(Point annotation records)
####################
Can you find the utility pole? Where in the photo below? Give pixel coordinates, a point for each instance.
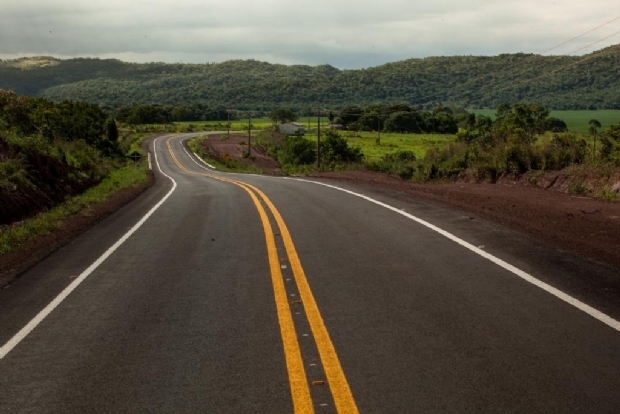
(318, 141)
(249, 134)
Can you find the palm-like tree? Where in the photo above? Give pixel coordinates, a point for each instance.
(594, 126)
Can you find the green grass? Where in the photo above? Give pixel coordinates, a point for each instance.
(419, 144)
(13, 236)
(576, 121)
(231, 165)
(242, 124)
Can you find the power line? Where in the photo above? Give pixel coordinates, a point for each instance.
(486, 75)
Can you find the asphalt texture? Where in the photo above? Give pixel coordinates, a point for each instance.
(182, 316)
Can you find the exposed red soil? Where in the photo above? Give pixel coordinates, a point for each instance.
(34, 250)
(587, 226)
(221, 148)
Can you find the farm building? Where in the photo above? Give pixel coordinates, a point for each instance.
(291, 128)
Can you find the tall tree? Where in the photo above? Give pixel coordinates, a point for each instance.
(594, 126)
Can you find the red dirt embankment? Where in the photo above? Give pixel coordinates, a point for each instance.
(587, 226)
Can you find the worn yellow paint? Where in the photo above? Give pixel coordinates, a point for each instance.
(341, 392)
(339, 386)
(302, 401)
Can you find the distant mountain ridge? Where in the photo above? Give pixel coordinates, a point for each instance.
(559, 82)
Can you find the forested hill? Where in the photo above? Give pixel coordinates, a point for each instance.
(559, 82)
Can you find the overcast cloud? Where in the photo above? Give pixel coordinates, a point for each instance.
(343, 33)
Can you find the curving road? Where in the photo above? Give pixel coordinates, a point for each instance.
(230, 293)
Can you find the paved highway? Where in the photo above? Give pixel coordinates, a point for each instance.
(230, 293)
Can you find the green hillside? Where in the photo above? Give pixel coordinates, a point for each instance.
(559, 82)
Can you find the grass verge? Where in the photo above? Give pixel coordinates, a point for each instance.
(226, 164)
(14, 235)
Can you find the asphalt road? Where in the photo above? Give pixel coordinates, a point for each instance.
(249, 294)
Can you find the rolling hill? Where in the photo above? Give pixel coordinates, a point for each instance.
(559, 82)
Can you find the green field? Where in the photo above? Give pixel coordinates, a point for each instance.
(576, 121)
(419, 144)
(242, 124)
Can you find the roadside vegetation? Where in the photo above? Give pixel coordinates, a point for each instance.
(55, 160)
(561, 82)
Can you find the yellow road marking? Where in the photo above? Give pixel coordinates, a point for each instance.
(300, 392)
(341, 392)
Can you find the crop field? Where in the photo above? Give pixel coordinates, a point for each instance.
(576, 121)
(419, 144)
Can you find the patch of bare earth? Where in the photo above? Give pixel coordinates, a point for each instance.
(587, 226)
(221, 148)
(36, 249)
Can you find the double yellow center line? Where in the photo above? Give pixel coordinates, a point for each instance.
(300, 391)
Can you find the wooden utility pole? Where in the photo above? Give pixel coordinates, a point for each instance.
(318, 141)
(249, 135)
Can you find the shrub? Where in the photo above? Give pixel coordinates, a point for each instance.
(335, 149)
(297, 150)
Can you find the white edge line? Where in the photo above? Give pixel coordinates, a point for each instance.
(18, 337)
(206, 163)
(607, 320)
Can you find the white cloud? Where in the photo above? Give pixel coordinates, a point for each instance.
(342, 33)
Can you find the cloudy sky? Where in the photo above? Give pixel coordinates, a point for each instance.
(343, 33)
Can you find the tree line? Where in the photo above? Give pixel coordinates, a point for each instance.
(558, 82)
(49, 151)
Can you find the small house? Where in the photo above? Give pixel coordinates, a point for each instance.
(291, 128)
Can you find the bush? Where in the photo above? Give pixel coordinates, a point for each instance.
(298, 150)
(563, 150)
(335, 149)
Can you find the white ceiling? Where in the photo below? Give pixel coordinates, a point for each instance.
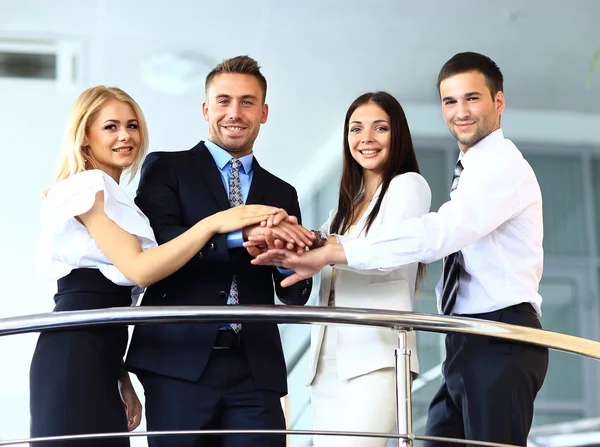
(318, 55)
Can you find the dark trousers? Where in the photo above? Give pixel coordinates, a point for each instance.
(489, 384)
(224, 398)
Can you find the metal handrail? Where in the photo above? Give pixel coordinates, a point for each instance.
(301, 314)
(399, 321)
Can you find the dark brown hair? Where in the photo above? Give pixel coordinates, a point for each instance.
(402, 159)
(469, 61)
(240, 65)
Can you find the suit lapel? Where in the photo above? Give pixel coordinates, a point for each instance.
(210, 174)
(259, 184)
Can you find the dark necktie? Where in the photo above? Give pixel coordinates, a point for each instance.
(451, 262)
(235, 199)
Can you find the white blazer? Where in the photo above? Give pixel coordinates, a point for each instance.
(362, 349)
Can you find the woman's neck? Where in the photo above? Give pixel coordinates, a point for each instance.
(371, 181)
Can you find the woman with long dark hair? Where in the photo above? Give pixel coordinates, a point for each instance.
(352, 378)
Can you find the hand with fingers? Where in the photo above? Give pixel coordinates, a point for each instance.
(304, 266)
(277, 234)
(240, 217)
(133, 406)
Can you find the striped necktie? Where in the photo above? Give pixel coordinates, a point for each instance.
(235, 199)
(451, 262)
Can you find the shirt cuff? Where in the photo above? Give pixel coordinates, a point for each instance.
(235, 239)
(360, 254)
(285, 272)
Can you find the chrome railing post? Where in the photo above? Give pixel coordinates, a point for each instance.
(403, 386)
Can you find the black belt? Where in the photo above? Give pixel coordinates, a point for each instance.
(521, 307)
(227, 339)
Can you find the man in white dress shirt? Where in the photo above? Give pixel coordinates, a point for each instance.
(490, 236)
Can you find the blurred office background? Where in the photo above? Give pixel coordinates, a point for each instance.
(317, 56)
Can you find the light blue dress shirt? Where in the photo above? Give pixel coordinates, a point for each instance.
(223, 161)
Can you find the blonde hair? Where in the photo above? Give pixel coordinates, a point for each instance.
(73, 157)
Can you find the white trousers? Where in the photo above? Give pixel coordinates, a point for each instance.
(363, 403)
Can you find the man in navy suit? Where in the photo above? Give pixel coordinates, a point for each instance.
(215, 375)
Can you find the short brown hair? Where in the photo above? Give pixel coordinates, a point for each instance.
(240, 65)
(469, 61)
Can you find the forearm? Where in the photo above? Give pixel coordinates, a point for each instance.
(157, 263)
(296, 294)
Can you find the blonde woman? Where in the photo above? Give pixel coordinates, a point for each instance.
(97, 244)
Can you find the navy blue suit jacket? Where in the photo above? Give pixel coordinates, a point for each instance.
(176, 190)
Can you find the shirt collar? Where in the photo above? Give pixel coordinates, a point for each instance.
(222, 157)
(489, 141)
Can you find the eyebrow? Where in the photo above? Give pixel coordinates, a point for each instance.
(466, 95)
(224, 95)
(117, 121)
(374, 122)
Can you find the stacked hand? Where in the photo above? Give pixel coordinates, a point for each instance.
(277, 231)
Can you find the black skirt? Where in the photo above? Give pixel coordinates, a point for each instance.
(74, 372)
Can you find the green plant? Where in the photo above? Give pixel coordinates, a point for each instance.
(595, 60)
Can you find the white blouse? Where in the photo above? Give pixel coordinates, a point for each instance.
(65, 244)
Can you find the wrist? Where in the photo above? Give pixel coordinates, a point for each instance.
(321, 239)
(334, 254)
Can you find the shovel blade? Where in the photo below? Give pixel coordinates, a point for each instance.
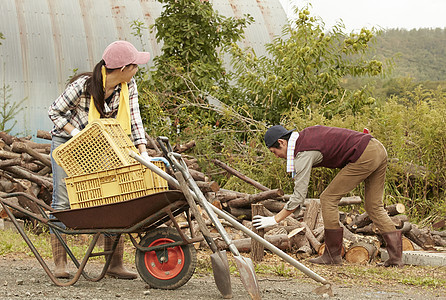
(220, 268)
(248, 276)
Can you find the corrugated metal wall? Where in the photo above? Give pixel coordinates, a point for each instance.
(47, 39)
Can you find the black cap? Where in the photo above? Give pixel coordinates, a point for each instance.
(274, 133)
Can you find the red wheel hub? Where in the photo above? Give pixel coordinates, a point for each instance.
(168, 263)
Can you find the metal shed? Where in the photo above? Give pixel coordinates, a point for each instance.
(45, 40)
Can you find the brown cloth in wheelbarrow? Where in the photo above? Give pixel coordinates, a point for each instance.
(123, 214)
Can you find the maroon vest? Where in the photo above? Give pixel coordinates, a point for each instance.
(339, 146)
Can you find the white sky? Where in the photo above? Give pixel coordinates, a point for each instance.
(383, 14)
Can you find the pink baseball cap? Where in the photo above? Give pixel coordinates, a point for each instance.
(121, 53)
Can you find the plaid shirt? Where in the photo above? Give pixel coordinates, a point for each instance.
(73, 104)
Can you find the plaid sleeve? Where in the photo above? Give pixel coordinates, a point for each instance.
(138, 132)
(60, 112)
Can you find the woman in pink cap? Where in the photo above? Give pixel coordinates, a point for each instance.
(109, 91)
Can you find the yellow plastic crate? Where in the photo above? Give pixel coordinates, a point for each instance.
(101, 145)
(114, 185)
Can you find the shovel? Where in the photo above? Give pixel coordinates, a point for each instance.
(219, 259)
(244, 264)
(325, 289)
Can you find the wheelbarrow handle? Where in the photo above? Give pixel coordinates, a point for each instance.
(236, 224)
(182, 167)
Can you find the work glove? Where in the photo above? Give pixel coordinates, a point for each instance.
(146, 156)
(260, 222)
(74, 131)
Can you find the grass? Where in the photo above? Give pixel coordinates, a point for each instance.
(13, 245)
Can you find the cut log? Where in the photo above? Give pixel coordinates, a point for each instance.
(249, 199)
(225, 195)
(322, 249)
(421, 237)
(396, 209)
(10, 162)
(244, 245)
(206, 187)
(180, 148)
(369, 229)
(399, 220)
(311, 238)
(8, 139)
(257, 252)
(21, 173)
(351, 200)
(197, 175)
(361, 221)
(273, 205)
(361, 253)
(41, 134)
(24, 148)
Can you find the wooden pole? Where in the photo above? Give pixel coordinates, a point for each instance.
(257, 249)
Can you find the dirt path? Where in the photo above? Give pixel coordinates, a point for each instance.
(24, 278)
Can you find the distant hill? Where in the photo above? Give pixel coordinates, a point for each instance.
(420, 54)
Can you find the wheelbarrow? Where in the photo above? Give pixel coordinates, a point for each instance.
(165, 257)
(250, 282)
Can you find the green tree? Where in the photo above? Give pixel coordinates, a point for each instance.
(304, 68)
(193, 34)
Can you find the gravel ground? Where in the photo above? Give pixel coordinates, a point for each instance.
(24, 278)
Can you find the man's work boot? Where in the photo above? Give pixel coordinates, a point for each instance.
(394, 247)
(59, 257)
(116, 268)
(333, 248)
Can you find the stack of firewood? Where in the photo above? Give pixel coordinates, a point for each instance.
(25, 166)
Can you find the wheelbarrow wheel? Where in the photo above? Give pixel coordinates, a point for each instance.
(168, 268)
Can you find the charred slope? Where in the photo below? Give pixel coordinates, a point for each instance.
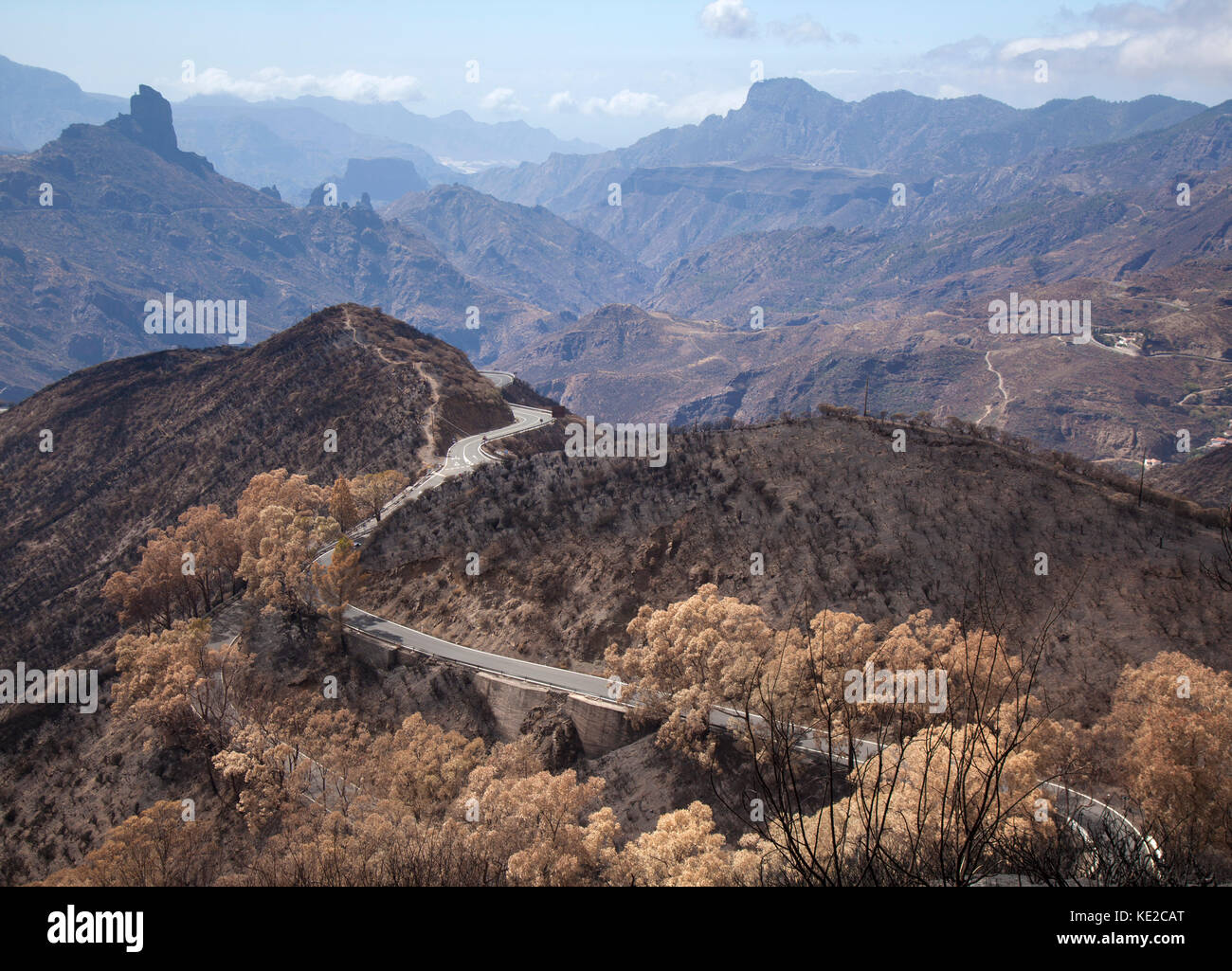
(571, 548)
(138, 441)
(134, 217)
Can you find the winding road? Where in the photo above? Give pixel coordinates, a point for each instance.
(1083, 812)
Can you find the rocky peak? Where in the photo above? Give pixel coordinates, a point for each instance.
(149, 125)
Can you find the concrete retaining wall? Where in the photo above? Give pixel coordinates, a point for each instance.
(602, 725)
(372, 652)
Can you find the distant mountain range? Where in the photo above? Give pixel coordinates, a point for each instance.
(755, 262)
(292, 143)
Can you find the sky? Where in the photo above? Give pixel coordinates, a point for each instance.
(610, 73)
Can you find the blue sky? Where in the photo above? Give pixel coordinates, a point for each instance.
(614, 72)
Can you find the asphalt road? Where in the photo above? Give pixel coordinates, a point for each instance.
(1088, 815)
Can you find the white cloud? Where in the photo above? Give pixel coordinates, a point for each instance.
(695, 107)
(625, 105)
(503, 101)
(802, 29)
(728, 19)
(636, 103)
(1079, 41)
(350, 85)
(562, 101)
(1184, 42)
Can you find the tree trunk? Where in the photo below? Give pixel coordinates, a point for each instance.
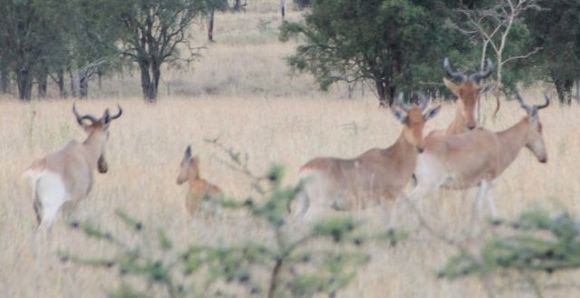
(237, 5)
(564, 89)
(73, 89)
(60, 83)
(150, 76)
(83, 86)
(210, 25)
(4, 80)
(42, 84)
(283, 8)
(384, 99)
(24, 81)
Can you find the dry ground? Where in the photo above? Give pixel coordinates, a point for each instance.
(241, 91)
(146, 146)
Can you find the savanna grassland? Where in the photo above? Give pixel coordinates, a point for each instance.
(241, 91)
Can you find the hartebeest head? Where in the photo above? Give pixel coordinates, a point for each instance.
(98, 133)
(534, 138)
(467, 90)
(413, 118)
(189, 167)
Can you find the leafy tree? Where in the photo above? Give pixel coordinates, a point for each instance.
(152, 34)
(394, 44)
(31, 41)
(536, 242)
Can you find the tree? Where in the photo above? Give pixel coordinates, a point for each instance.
(152, 32)
(556, 30)
(499, 27)
(393, 44)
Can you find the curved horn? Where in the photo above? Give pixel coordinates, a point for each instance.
(188, 151)
(113, 117)
(81, 118)
(484, 73)
(545, 104)
(454, 74)
(521, 101)
(423, 101)
(402, 103)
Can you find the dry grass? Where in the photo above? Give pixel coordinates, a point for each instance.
(146, 146)
(240, 91)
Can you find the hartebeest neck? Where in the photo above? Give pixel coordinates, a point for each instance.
(459, 124)
(94, 146)
(511, 141)
(403, 151)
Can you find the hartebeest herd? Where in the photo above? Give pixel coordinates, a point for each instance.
(461, 156)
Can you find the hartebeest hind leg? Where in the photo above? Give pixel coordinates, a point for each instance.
(51, 195)
(484, 193)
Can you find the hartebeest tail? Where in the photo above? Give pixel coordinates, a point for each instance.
(371, 178)
(198, 187)
(477, 157)
(67, 175)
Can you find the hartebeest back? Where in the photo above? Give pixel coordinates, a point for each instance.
(479, 156)
(198, 187)
(372, 177)
(67, 175)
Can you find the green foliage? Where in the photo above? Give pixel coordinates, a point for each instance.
(321, 259)
(395, 44)
(534, 242)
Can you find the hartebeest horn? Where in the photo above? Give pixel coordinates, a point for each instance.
(454, 74)
(402, 103)
(476, 77)
(545, 104)
(81, 118)
(522, 102)
(423, 101)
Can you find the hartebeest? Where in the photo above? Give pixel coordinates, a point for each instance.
(371, 178)
(198, 187)
(477, 157)
(67, 175)
(468, 93)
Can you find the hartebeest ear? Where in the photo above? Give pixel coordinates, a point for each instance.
(454, 88)
(188, 152)
(486, 88)
(431, 113)
(399, 115)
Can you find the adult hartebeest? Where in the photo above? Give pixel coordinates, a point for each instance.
(198, 187)
(67, 175)
(371, 178)
(477, 157)
(468, 92)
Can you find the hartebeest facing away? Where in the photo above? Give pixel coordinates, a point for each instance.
(371, 178)
(479, 156)
(468, 92)
(67, 175)
(198, 187)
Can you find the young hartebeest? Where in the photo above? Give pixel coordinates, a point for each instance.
(477, 157)
(67, 175)
(198, 187)
(371, 178)
(468, 93)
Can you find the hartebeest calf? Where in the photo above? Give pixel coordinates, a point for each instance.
(198, 187)
(468, 92)
(371, 178)
(67, 175)
(479, 156)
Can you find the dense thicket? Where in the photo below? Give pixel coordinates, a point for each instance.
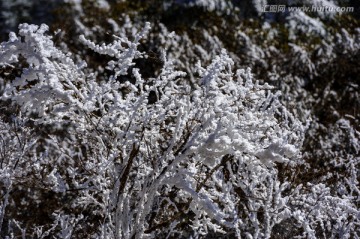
(179, 119)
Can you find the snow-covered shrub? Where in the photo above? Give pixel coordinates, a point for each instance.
(134, 168)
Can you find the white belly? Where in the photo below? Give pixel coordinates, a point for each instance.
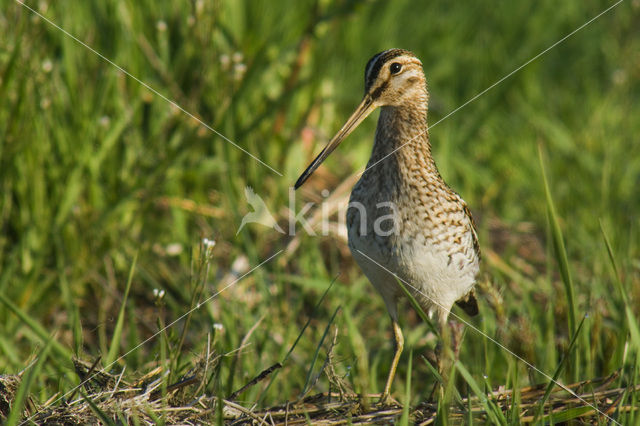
(436, 278)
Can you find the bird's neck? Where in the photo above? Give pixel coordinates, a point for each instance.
(402, 140)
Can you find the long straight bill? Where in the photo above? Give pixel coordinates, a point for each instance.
(361, 112)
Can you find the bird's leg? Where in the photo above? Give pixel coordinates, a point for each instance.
(443, 349)
(399, 345)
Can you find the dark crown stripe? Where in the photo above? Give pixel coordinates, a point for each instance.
(375, 64)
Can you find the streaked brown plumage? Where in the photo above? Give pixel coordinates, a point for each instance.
(403, 218)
####################
**Set problem**: Render the lines of the material above as a numbered list, starting at the line containing "Can you find the charred" and running through the line containing "(1083, 812)", both included, with any blank lines dropped. Leave the picture out.

**Answer for the task**:
1. Can you find the charred slope? Where in the photo below? Give pixel coordinates, a point for each instance.
2. (571, 548)
3. (138, 441)
4. (134, 217)
5. Can you find the winding road? Where in the photo above? Give pixel coordinates, a point for each instance.
6. (1083, 812)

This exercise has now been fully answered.